▶ Instructions to follow
Pull out each line of the material below that contains the word "orange", and copy those lines in their original order.

▶ Given records
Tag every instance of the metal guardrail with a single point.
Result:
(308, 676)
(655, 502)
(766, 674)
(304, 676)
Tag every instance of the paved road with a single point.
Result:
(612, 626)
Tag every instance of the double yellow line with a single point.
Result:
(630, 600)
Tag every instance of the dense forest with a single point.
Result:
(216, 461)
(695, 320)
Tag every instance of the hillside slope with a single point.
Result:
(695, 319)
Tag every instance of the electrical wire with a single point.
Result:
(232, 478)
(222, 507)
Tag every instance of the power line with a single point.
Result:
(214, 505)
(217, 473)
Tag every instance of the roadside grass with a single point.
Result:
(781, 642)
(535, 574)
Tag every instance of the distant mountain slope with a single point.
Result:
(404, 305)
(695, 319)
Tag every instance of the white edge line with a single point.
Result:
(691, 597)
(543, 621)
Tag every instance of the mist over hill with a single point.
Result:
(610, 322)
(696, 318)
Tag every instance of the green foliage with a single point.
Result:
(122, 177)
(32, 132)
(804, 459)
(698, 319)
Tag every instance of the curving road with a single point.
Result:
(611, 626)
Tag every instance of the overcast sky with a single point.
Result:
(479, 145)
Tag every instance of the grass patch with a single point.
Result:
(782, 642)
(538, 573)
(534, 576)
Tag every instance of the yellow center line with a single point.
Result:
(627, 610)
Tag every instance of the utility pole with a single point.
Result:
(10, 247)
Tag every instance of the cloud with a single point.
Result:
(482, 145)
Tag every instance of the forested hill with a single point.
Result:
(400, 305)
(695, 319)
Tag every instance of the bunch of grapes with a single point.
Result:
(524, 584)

--

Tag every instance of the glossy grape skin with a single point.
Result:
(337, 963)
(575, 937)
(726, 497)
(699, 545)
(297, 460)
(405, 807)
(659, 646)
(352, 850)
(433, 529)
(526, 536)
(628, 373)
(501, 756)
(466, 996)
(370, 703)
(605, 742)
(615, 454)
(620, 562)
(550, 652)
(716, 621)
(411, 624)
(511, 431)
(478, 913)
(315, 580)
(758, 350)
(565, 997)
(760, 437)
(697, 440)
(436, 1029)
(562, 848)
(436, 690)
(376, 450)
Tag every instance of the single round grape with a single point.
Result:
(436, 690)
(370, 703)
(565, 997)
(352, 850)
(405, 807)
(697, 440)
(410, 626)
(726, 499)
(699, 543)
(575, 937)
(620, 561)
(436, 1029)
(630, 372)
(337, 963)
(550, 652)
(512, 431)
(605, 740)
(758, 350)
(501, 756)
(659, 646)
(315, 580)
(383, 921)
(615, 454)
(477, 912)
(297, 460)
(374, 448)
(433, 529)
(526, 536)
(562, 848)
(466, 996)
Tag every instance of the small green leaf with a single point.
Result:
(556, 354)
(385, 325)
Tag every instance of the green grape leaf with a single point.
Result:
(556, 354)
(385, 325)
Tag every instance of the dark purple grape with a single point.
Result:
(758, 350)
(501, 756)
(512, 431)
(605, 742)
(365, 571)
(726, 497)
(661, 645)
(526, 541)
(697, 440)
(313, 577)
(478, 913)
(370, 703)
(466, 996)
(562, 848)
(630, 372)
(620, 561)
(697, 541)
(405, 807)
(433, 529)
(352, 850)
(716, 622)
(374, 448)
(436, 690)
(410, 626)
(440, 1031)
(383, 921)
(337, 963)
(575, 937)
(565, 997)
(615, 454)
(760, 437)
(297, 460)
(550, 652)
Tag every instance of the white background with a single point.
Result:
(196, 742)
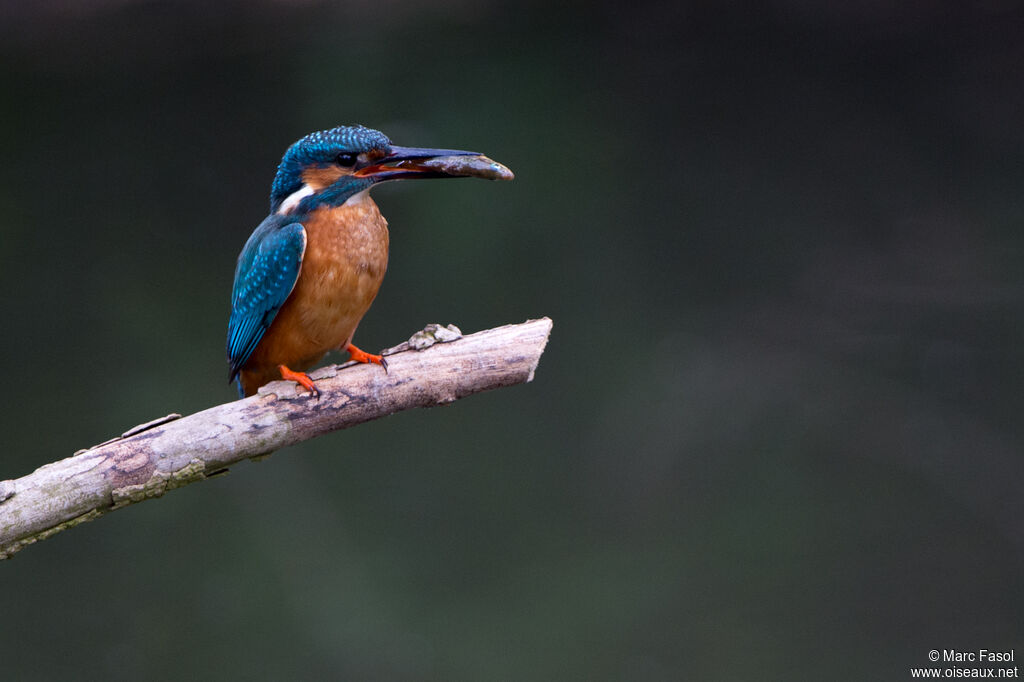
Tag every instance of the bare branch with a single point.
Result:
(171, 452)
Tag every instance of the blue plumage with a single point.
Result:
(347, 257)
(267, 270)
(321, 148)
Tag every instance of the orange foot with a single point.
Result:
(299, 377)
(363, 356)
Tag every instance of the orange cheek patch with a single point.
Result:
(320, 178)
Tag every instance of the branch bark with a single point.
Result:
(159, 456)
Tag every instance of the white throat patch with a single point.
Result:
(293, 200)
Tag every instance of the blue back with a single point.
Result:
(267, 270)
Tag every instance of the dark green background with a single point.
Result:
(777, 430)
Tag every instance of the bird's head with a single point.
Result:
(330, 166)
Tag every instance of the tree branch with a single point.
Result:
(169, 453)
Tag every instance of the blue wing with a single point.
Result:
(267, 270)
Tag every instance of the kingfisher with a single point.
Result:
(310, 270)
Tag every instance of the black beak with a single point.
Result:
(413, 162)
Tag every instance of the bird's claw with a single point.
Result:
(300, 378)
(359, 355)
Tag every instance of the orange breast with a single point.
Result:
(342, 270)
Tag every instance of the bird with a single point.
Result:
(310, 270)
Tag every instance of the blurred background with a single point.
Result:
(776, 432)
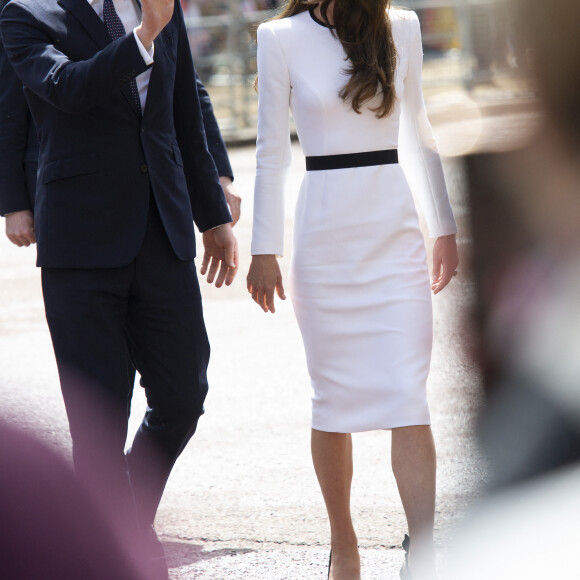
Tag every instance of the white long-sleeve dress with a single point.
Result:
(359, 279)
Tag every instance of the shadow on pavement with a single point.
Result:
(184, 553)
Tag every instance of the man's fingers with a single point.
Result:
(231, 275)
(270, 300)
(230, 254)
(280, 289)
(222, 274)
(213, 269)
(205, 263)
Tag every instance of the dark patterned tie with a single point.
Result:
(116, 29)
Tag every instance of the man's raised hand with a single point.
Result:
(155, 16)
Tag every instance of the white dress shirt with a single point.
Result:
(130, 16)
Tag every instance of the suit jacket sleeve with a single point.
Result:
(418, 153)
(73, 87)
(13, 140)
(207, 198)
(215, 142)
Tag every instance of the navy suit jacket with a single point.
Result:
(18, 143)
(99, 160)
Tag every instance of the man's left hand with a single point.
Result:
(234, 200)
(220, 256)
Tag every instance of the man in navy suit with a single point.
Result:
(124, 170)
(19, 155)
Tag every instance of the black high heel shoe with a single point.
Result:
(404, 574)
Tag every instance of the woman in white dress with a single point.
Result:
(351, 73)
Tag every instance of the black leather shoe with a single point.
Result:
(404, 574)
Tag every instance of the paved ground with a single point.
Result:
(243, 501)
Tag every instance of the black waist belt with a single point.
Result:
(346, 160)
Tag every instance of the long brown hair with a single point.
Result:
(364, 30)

▶ Completed task
Tag every instance of the orange foot with a single point.
Tag every instance of the orange cheek patch with a single point.
Tag every instance of the orange breast with a single point.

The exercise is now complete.